**What you should do**: Repeat, exactly and completely, the entries shown underneath.
----
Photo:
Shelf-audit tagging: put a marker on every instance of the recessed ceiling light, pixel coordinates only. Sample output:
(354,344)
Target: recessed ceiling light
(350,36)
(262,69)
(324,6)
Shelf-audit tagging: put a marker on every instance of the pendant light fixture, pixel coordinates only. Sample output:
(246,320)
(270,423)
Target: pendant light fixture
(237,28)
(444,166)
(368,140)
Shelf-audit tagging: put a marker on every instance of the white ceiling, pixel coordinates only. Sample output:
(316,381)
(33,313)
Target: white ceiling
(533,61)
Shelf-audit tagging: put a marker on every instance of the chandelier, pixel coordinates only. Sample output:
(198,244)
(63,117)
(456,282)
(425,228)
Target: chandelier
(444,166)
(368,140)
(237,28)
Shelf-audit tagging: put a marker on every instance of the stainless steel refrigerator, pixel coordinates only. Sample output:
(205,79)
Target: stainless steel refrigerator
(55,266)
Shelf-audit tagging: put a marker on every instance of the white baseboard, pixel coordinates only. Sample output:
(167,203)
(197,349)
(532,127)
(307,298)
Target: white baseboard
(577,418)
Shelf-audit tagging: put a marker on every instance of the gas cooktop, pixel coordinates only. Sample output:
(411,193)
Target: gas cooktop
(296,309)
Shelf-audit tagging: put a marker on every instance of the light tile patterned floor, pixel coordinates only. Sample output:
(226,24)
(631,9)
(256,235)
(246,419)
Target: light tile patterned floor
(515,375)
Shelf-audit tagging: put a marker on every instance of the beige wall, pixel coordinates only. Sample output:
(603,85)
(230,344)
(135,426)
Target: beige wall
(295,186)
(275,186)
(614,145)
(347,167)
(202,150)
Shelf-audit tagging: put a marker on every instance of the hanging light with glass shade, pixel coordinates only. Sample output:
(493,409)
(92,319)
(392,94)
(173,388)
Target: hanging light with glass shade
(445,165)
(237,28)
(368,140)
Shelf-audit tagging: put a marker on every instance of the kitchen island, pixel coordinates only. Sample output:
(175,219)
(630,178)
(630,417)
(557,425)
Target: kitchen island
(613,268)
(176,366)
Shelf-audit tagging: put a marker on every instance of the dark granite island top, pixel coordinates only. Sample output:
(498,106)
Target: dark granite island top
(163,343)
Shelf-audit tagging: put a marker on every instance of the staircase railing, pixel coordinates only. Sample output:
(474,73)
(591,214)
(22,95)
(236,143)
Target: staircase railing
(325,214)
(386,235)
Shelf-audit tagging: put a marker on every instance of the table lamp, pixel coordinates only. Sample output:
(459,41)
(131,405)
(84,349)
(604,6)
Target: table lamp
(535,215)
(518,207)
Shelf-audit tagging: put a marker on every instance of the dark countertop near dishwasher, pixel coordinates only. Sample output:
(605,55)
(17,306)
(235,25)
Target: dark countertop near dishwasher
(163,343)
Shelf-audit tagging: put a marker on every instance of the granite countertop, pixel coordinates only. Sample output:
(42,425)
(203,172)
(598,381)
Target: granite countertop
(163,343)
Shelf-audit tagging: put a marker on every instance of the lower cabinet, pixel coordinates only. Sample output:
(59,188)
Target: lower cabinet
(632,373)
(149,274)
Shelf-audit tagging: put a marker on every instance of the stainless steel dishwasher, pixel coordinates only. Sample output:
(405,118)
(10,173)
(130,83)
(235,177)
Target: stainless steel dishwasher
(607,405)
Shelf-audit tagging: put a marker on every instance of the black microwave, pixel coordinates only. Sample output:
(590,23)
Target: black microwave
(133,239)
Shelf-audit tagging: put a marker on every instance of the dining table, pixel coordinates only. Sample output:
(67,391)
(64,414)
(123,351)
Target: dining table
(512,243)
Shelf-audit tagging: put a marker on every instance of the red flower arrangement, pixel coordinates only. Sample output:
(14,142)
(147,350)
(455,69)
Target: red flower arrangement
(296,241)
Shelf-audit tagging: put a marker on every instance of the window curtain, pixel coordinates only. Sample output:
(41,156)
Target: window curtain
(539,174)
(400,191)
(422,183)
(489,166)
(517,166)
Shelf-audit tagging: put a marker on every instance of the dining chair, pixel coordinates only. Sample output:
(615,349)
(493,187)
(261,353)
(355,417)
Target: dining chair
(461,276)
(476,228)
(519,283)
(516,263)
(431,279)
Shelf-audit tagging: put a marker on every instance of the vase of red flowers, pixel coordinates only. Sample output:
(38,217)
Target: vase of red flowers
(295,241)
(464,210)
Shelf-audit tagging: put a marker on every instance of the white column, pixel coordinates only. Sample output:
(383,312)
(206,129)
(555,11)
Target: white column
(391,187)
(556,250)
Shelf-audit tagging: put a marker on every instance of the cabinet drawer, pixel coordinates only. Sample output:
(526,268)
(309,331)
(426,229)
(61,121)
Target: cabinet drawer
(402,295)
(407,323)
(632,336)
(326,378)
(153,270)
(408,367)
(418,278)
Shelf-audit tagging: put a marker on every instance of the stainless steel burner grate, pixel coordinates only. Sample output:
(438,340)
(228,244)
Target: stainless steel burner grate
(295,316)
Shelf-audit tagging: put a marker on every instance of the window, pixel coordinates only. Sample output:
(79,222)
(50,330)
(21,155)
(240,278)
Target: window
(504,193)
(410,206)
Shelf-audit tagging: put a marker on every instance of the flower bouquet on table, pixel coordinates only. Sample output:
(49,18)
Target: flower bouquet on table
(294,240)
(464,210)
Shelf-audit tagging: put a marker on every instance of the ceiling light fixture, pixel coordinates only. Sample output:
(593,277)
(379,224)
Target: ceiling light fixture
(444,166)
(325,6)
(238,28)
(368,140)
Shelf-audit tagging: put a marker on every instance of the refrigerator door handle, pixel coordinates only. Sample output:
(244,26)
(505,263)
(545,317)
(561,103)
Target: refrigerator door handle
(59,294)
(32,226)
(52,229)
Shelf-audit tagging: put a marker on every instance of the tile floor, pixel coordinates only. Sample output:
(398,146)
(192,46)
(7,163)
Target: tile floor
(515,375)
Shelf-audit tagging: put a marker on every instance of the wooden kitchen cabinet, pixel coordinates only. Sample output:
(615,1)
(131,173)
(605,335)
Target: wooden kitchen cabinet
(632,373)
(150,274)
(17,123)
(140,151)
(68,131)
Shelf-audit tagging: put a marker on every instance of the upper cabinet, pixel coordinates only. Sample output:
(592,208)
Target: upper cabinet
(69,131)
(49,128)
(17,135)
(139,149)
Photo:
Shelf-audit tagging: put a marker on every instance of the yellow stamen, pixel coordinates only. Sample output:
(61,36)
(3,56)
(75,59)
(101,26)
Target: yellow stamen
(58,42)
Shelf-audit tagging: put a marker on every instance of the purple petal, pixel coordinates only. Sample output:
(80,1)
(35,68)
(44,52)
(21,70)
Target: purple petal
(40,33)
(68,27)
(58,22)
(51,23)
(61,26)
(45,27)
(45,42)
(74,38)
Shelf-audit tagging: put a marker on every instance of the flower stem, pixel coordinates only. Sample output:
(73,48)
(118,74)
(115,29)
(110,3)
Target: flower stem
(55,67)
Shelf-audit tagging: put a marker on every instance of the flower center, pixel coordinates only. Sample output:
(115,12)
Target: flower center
----
**Response to the exercise**:
Photo:
Shelf-audit tagging: put a marker on every instance of the recessed ceiling light, pixel coordinates only. Sample output:
(354,344)
Target: recessed ceiling light
(350,36)
(262,69)
(324,6)
Shelf-audit tagging: put a marker on every instance of the pendant light fixture, pixel coordinates only. Sample output:
(246,320)
(270,423)
Target: pendant light fixture
(237,28)
(444,166)
(368,140)
Shelf-audit tagging: put a marker on every instance of the white ceiling, pixel coordinates only. Sample output:
(316,381)
(33,313)
Target: white ceiling
(533,61)
Shelf-audit tagging: put a marker on every instance of the chandelier, pixel coordinates only. Sample output:
(198,244)
(63,117)
(456,282)
(425,228)
Target: chandelier
(444,166)
(368,140)
(237,28)
Shelf-audit tagging: put a marker on every instance of the stainless steel refrigerator, pixel coordinates only. Sample output:
(205,79)
Target: stainless steel refrigerator
(55,266)
Shelf-audit tagging: put a marker on every instance of the white baseboard, pixel coordinates only. Sample output:
(167,203)
(197,349)
(532,127)
(307,298)
Target: white baseboard
(577,418)
Shelf-audit tagging: put a marker on every instance of the gas cooktop, pixel coordinates only. Sample output:
(411,193)
Target: gas cooktop
(296,309)
Shelf-audit tagging: put a marker on every instance of the light tile patterned floor, pixel coordinates only. Sample output:
(226,24)
(631,9)
(256,235)
(246,419)
Target: light tile patterned floor
(515,375)
Shelf-audit tagging: put a marker on every instance of the beige wall, pixel coordinates only. Sample output:
(603,85)
(230,344)
(135,426)
Target: beige wall
(295,186)
(275,186)
(614,145)
(347,167)
(202,150)
Shelf-audit tagging: put a marker on every instance of the hanging light with glass shade, pixel coordinates only. Sample output:
(493,409)
(92,319)
(392,94)
(173,388)
Target: hanging light with glass shade
(445,165)
(237,28)
(368,140)
Shelf-audit tagging: put a marker on every instance of the kitchen island, pixel coordinates only. Sample output:
(175,219)
(630,178)
(630,417)
(557,425)
Target: kitchen island
(613,268)
(176,366)
Shelf-audit tagging: put a marker on every instance of the dark granite island top, pixel coordinates only. Sample output:
(498,106)
Target: dark granite island top
(163,343)
Shelf-audit tagging: put a marker on every instance of the staircase railing, pixel coordinates only. Sample output:
(474,73)
(591,214)
(22,95)
(236,143)
Target: staircase railing
(325,214)
(386,235)
Shelf-audit tagging: put a marker on every instance of the table lamp, pixel coordinates only. Sample output:
(459,41)
(131,405)
(84,349)
(604,6)
Target: table lamp
(535,215)
(518,207)
Shelf-audit tagging: put a marker on every instance of the dark countertop near dishwasher, pixel coordinates only. Sample output:
(605,55)
(17,306)
(235,25)
Target: dark countertop near dishwasher
(163,343)
Shelf-audit tagging: put a marker on every instance of the granite countertop, pixel coordinates only. Sample output:
(42,425)
(203,172)
(598,381)
Target: granite countertop
(163,343)
Shelf-audit tagging: put a marker on every instance of the lower cabinet, pixel coordinates only. Sample output:
(59,188)
Target: lower cabinet
(632,373)
(149,274)
Shelf-audit tagging: put a marker on every instance of the stainless steel dishwasher, pixel coordinates only. Sample output:
(405,118)
(10,173)
(130,83)
(235,177)
Target: stainless steel dishwasher
(607,405)
Shelf-audit tagging: put a marker on every instance of the black microwave, pixel coordinates only. Sample output:
(590,23)
Target: black microwave
(133,239)
Shelf-audit tagging: put a marker on every instance of the dining table, pixel coordinates only. Sample output:
(67,391)
(64,414)
(123,351)
Target: dining table
(512,243)
Shelf-audit tagging: put a marker on every instance of the red flower arrangement, pixel coordinates only. Sample output:
(14,142)
(147,350)
(455,69)
Target: red flower arrangement
(296,241)
Shelf-audit tagging: put a marker on every instance of the window curtain, pixel coordinates only. Sample output:
(41,156)
Target: window curtain
(539,174)
(400,191)
(422,183)
(489,166)
(517,166)
Shelf-audit tagging: put a marker on every instance of the dining chair, pixel coordinates only. Sample output:
(615,349)
(493,187)
(261,353)
(355,417)
Target: dining chair
(461,276)
(476,228)
(519,283)
(516,263)
(431,279)
Shelf-audit tagging: put a marker on every instance of the vase of red flowers, pixel coordinates only. Sample output:
(38,217)
Target: vase of red flowers
(295,241)
(464,210)
Shelf-audit tagging: put a marker on every instance of the white column, pixel coordinates only. Sample output:
(383,312)
(206,129)
(555,11)
Target: white column
(391,187)
(556,250)
Shelf-audit tagging: put a marker on every instance of the cabinet drawer, pixel coordinates only. Sample output:
(526,268)
(309,331)
(426,229)
(61,121)
Target: cabinet drawer
(402,295)
(407,323)
(632,336)
(326,378)
(153,270)
(408,367)
(418,278)
Shelf-audit tagging: put a marker on every instance of the stainless steel burner grate, pixel coordinates only. Sample output:
(438,340)
(228,244)
Target: stainless steel burner grate
(295,316)
Shelf-audit tagging: put a marker on every instance of the window, pixel coordinates only. Sample output:
(79,222)
(50,330)
(21,155)
(240,278)
Target: window
(504,193)
(410,206)
Shelf-audit tagging: put a marker on every instance of the flower bouquet on table, pixel coordinates only. Sample output:
(49,18)
Target: flower bouquet on table
(294,240)
(464,210)
Shelf-audit tagging: put a marker on every instance of the ceiling light fixture, pixel coordinates only. Sample output:
(593,277)
(379,224)
Target: ceiling light fixture
(444,166)
(325,6)
(238,28)
(368,140)
Shelf-audit tagging: put a marker on every instance of the refrigerator door handle, pixel coordinates only. Sample output:
(244,26)
(505,263)
(545,317)
(561,103)
Target: refrigerator door handle
(59,294)
(32,226)
(52,229)
Shelf-audit tagging: put a marker on every instance of the tile floor, pixel coordinates only. Sample output:
(398,146)
(192,46)
(7,163)
Target: tile floor
(515,375)
Shelf-audit tagging: put a marker on every instance of the wooden kitchen cabinet, pixel coordinates only. Sample output:
(615,1)
(131,173)
(605,335)
Target: wooden kitchen cabinet
(632,373)
(150,274)
(17,123)
(140,151)
(68,131)
Shelf-audit tagging: put a marker on every instance of the upper cabinet, pixel coordinates only. Sample output:
(592,208)
Target: upper cabinet
(69,131)
(49,128)
(17,135)
(139,149)
Photo:
Shelf-audit tagging: put a marker on every instance of the yellow stamen, pixel coordinates only. Sample output:
(61,36)
(3,56)
(75,59)
(101,26)
Target: yellow stamen
(58,42)
Shelf-audit tagging: put a marker on every instance of the purple petal, pixel coordinates only. Sample output:
(80,1)
(35,68)
(44,52)
(21,70)
Target: purple petal
(40,33)
(68,27)
(58,22)
(51,23)
(61,26)
(45,27)
(45,42)
(74,38)
Shelf-audit tagging: put a marker on every instance of the flower stem, pixel coordinates only. Sample output:
(73,48)
(118,74)
(115,29)
(110,3)
Target: flower stem
(55,67)
Shelf-audit tagging: put a marker on every instance of the flower center, pixel coordinates only. Sample output:
(115,12)
Target: flower center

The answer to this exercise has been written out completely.